[Excerpts of pointing data]

============

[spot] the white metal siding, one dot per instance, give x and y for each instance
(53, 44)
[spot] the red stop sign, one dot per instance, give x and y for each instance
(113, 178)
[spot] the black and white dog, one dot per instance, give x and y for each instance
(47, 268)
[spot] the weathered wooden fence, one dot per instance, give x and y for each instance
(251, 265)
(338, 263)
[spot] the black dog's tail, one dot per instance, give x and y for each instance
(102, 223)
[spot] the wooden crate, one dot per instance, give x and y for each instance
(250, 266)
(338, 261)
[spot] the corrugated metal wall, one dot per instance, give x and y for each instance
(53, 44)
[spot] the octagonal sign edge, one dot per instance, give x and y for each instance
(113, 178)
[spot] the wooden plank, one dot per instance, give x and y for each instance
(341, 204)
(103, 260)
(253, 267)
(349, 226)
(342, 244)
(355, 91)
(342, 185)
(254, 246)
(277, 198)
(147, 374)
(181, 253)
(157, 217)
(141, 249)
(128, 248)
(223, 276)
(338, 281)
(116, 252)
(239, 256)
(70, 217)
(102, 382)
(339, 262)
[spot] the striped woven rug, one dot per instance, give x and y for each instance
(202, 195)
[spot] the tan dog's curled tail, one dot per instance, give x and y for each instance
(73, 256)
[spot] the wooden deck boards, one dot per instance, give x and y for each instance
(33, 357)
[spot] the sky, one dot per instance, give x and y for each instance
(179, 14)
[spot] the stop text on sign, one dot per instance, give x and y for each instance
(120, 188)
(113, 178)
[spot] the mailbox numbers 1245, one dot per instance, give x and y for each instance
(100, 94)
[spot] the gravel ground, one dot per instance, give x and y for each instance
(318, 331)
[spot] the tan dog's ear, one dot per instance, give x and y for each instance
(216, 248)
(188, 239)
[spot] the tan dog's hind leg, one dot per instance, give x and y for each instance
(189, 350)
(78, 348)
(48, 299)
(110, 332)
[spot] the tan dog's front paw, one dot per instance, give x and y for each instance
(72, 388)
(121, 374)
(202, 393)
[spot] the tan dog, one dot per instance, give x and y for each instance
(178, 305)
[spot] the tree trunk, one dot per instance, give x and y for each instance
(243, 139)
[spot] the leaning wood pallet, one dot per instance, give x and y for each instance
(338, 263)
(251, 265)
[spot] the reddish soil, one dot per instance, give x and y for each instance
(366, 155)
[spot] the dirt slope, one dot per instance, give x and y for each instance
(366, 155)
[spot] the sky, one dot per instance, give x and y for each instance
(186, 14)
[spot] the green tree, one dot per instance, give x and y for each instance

============

*Exercise instructions*. Give back, unchanged, every line from the one with "[spot] the wooden deck" to the end of the entries above.

*Result*.
[spot] the wooden deck boards, one dot per instance, give x and y for each instance
(33, 357)
[spot] the sky, one dot per instance, give x and y for each instance
(179, 14)
[spot] the stop text on sign, one dot per instance, give x and y for each instance
(120, 188)
(113, 178)
[spot] the mailbox numbers 1245, one dot per instance, give x and y for each instance
(100, 94)
[spot] the gravel ground, one dot per instance, give x and y for each instance
(318, 331)
[spot] the tan dog's ear, one dot per instance, give x and y for each instance
(216, 248)
(188, 239)
[spot] the tan dog's hind leg, one dot per instance, give x and y for each instance
(189, 350)
(78, 348)
(48, 299)
(110, 332)
[spot] the tan dog's front paw, one dot per instance, give x and y for each instance
(72, 388)
(121, 374)
(202, 393)
[spot] the tan dog, one dot per instance, give x and y for each instance
(178, 305)
[spot] the tree trunk, one dot per instance, give x and y for each instance
(243, 139)
[spot] the leaning wood pallet, one dot per instance, give x and y for each instance
(338, 263)
(251, 265)
[spot] the reddish soil, one dot per instance, give x and y for each instance
(366, 155)
[spot] the dirt slope, one dot per instance, give x and y for each instance
(366, 155)
[spot] the sky, one dot per instance, give x and y for each instance
(186, 14)
[spot] the green tree, one dot per instance, give x and y for each instance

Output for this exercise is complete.